* _YOUR TASK_:
Give only the number of lines in the data that contain the word "every".

--- DATA SHOWN Enclosed Below ---

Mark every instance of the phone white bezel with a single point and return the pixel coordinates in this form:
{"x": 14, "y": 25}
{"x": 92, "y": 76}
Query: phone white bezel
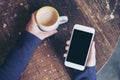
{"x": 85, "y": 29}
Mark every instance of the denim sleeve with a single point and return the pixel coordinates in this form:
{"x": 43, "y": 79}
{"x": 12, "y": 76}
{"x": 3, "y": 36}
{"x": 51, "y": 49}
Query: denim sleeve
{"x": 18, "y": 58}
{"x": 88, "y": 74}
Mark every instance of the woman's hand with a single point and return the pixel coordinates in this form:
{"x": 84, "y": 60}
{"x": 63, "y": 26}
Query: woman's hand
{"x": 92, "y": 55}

--- End of Enclosed DATA SHOWN ---
--- DATA SHOWN Enclosed Below ---

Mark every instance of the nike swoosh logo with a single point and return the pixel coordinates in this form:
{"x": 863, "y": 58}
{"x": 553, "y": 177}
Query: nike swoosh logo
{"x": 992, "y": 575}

--- End of Enclosed DATA SHOWN ---
--- DATA SHOWN Enclosed Below ---

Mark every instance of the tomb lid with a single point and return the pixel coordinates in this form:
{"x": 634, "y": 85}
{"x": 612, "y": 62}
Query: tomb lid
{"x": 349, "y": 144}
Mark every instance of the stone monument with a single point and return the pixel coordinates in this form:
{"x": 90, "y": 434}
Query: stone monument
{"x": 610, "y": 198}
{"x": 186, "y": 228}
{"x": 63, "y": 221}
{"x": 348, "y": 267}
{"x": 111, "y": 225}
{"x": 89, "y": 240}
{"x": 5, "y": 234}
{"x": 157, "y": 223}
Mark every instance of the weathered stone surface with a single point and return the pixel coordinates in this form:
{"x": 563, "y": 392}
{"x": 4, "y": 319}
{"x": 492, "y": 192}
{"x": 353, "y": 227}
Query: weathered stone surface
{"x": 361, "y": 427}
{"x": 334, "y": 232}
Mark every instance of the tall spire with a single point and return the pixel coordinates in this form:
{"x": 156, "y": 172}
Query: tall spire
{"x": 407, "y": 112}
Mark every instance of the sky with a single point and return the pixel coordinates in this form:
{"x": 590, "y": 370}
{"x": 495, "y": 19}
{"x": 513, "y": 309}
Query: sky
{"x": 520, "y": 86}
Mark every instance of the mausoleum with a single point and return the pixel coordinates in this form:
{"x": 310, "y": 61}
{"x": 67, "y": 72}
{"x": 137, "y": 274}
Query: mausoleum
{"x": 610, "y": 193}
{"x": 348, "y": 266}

--- End of Enclosed DATA SHOWN ---

* _EXPECTED ANSWER_:
10